— Exercise objective —
In the passage on public evidence convergence, what kind of programs does ChEMBL preferentially capture?

— Passage to read —
═══
Why public evidence convergence predicts failure, not success — and what this means for target prioritisation.
4.1 — The Novelty Confound
The most parsimonious explanation for our findings is that public evidence convergence is a measurement of research attention, and research attention flows toward novel and uncertain biology. Mechanisms that are well-understood and clinically validated generate fewer publications, fewer GWAS follow-up studies, and fewer CRISPR screens — there is simply less to discover. Mechanisms that are novel, contested, or under active investigation generate dense publication trails and rapid evidence accumulation. Novel mechanisms, in turn, carry higher clinical risk: first-in-class drugs have historically lower approval rates than follow-on drugs targeting validated biology [5, 6, 18]. The stealth cohort is therefore enriched for follow-on programs targeting well-understood mechanisms — exactly the population in which clinical success is most likely.
4.2 — Distinguishing Convergence from Genetic Support
Our findings do not contradict Nelson et al. or Minikel et al. [1, 2]. Genetic support is a binary, mechanistically specific signal: a genetic variant alters a target's function and produces a phenotype consistent with the disease. Convergence is an aggregate, time-resolved velocity measure that integrates ten heterogeneous evidence types, most of which are not mechanistic in any direct sense (literature mining, differential expression, pathway annotation). Genetic support validates the causal relationship between target perturbation and disease; convergence tracks the volume and velocity of attention. The two signals are categorically different, and the conflation of them in target prioritisation tooling is, we argue, a source of systematic bias.
4.3 — The Research Attention Paradox
If public evidence is a measure of attention, then high convergence is a marker of unresolved scientific debate, not settled validation. The targets that attract the most public scientific interest are precisely the ones where the underlying biology is least settled — where competing groups are publishing contradictory findings, where new screens are being run because old ones produced inconclusive results, where the literature is dense because the question is not yet answered. Established mechanisms with clinically successful precedent generate comparatively little new science, because there is little new science to do.
The Research Attention Paradox
The targets that attract the most public scientific interest are precisely the ones where the biology is least settled. High convergence velocity is a marker of scientific excitement, not scientific confidence.
4.4 — Survivorship Bias
The absolute hurdle rates we observe — 85.3% to 93.8% for unsupported programs — exceed published industry benchmarks of 52% to 58% from BIO/Informa, Hay et al., and Wong et al. [5, 6, 12]. This discrepancy is informative. ChEMBL preferentially captures programs that are publicly reported, indexed, and tracked. Stealth programs that fail are systematically underrepresented; they may never reach a publication, a press release, or a regulatory filing. Our analysis cannot fully correct for this, and the absolute rates should therefore be interpreted as relative comparisons rather than population-level estimates. Crucially, however, survivorship bias would have to be implausibly differential — heavily favouring the stealth cohort — to fully explain a 28-percentage-point composite gap.
═══
— Dataset extract —
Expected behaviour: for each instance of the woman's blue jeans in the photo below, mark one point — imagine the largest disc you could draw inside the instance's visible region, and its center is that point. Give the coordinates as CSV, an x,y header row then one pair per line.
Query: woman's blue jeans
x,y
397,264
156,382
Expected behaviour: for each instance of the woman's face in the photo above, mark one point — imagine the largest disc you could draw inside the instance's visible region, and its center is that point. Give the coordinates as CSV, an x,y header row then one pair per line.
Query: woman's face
═══
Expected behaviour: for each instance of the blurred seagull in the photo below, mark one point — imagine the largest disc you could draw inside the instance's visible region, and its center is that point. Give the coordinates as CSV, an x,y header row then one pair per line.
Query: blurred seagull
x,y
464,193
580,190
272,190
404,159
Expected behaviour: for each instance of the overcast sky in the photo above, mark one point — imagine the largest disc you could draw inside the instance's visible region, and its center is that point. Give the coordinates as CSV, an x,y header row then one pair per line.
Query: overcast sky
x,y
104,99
═══
— Solution for this problem —
ChEMBL preferentially captures programs that are publicly reported, indexed, and tracked.